---------- PROVIDED TEXT
On Monday, we published a study in which we estimated how much Quebec could save by putting an end to our unsavoury experience using public-private partnerships (PPP) to manage Montreal’s two university health centres, MUHC and CHUM. Our verdict: savings could reach $4 billion over the next thirty years, i.e. the current PPPs’ duration.

Why the heck did the government of Quebec get bogged down in this type of partnership? Well, on top of a certain liking for privitization, politicians find this formula appealing because it makes it possible to finance new infrastructure without increasing public debt.

However, it’s expensive. As British economist Chris Edwards said, a PPP is “a bit like financing the purchase of a house through a credit card rather than a mortgage”. Just swipe it and voila! But the whole thing sours when you need to start making payments.

Take for example the case examined by Edwards in 2009: the Norfolk and Norwich University Hospital. Seven years into this 35-year PPP, it came under scrutiny at the Committee of Public Accounts. The private partner had invested the equivalent of $318M at the construction stage for the new building. In only seven years, the public side of the partnership had already paid $402M in rent to its private counterpart. At that rate, it was more advantageous for the state to pay the $603M penalty and take over the management of the hospital for the remaining 28 years of the partnership.

Yes, that’s right: the private partner had gotten the equivalent one billion dollars out of taxpayer money for a hospital that had cost $318M to build. Lucky strike? Wait, it gets even worse.
--------------------
§ EXERCISE DETAILS
From the piece on Quebec's hospital partnerships, pull out the passage between "Take for example" and "gets even worse.", inclusive, word for word.
---------- EXCERPTED DATA
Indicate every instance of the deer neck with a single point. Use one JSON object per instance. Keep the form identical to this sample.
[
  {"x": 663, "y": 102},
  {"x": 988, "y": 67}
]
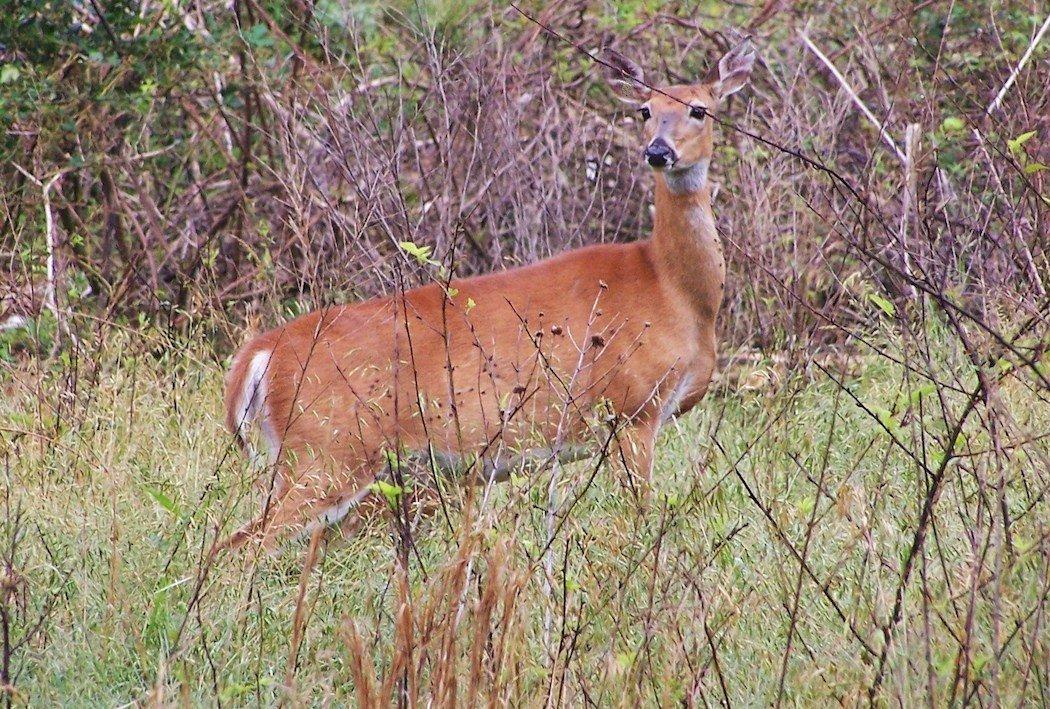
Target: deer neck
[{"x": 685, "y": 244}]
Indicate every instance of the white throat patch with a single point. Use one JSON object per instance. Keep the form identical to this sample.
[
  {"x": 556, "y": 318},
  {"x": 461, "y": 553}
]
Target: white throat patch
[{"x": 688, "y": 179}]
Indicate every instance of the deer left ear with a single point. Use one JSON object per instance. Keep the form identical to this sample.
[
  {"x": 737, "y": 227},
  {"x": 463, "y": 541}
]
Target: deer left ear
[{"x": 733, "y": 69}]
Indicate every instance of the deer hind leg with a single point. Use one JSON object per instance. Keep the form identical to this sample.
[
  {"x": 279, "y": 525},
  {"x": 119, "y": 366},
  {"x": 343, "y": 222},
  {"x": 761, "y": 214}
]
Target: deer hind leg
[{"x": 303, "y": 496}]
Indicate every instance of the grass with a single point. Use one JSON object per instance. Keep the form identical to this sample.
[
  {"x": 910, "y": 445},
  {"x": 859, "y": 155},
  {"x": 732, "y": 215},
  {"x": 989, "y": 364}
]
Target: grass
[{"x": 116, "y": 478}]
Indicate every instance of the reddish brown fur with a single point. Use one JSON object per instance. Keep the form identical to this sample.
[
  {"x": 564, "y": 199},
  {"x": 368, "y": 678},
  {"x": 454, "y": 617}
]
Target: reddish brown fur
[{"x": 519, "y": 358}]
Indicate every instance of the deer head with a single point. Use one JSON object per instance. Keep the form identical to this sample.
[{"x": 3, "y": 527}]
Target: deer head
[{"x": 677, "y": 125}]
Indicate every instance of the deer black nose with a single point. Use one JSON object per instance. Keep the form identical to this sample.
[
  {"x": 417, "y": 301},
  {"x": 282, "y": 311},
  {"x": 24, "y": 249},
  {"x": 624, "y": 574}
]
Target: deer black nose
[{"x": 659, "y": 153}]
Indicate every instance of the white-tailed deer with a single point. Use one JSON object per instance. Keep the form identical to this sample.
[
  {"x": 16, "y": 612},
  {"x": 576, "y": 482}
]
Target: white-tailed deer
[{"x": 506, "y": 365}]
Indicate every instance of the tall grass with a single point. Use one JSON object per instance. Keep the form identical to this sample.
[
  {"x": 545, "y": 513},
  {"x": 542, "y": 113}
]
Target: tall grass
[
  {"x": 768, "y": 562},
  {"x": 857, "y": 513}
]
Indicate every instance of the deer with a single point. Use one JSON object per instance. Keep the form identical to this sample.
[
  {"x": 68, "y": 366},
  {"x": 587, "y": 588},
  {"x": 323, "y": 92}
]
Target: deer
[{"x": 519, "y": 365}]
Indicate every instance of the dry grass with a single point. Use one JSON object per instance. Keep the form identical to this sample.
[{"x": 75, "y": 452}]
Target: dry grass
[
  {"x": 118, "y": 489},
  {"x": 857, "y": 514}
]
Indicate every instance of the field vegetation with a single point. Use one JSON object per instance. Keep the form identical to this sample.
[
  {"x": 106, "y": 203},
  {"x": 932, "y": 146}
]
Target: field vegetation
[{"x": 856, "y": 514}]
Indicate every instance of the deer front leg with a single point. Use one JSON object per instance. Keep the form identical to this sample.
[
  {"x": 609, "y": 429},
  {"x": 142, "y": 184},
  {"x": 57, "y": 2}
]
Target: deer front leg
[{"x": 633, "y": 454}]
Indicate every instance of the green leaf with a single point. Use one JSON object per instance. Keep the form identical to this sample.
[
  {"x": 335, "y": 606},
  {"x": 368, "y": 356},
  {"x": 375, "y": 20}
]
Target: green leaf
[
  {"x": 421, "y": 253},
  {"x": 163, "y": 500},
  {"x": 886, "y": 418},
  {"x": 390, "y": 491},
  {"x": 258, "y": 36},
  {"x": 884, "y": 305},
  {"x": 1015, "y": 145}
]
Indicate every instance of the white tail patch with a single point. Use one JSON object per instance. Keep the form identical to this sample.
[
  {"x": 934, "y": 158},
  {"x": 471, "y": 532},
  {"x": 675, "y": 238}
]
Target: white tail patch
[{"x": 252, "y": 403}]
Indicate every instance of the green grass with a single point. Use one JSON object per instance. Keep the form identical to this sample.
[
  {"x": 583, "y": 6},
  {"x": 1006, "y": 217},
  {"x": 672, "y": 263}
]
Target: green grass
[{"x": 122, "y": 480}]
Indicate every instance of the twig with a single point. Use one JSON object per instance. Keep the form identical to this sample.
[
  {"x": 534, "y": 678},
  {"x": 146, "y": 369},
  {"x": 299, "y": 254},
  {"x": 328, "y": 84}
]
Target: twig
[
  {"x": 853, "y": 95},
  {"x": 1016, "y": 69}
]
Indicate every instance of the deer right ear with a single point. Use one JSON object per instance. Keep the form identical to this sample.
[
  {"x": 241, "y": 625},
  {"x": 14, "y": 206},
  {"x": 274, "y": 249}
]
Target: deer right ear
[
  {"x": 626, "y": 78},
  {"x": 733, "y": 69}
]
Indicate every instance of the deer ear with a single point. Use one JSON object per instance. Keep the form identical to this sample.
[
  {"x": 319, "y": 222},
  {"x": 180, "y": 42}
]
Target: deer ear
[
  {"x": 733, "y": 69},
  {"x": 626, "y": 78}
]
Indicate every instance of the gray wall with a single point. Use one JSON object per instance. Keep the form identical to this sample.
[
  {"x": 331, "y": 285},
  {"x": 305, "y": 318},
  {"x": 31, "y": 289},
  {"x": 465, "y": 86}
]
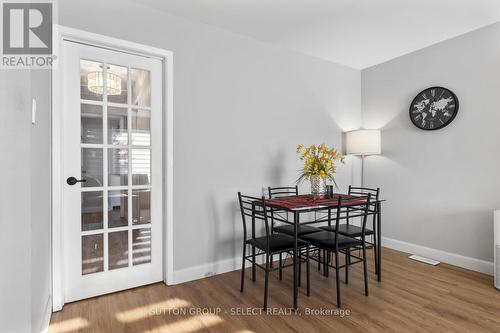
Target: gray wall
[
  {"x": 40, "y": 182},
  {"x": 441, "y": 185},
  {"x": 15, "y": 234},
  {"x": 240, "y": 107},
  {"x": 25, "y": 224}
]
--------------------
§ PROBLEM SOLUTION
Take for example the case examined by Edwards in 2009: the Norfolk and Norwich University Hospital. Seven years into this 35-year PPP, it came under scrutiny at the Committee of Public Accounts. The private partner had invested the equivalent of $318M at the construction stage for the new building. In only seven years, the public side of the partnership had already paid $402M in rent to its private counterpart. At that rate, it was more advantageous for the state to pay the $603M penalty and take over the management of the hospital for the remaining 28 years of the partnership.

Yes, that’s right: the private partner had gotten the equivalent one billion dollars out of taxpayer money for a hospital that had cost $318M to build. Lucky strike? Wait, it gets even worse.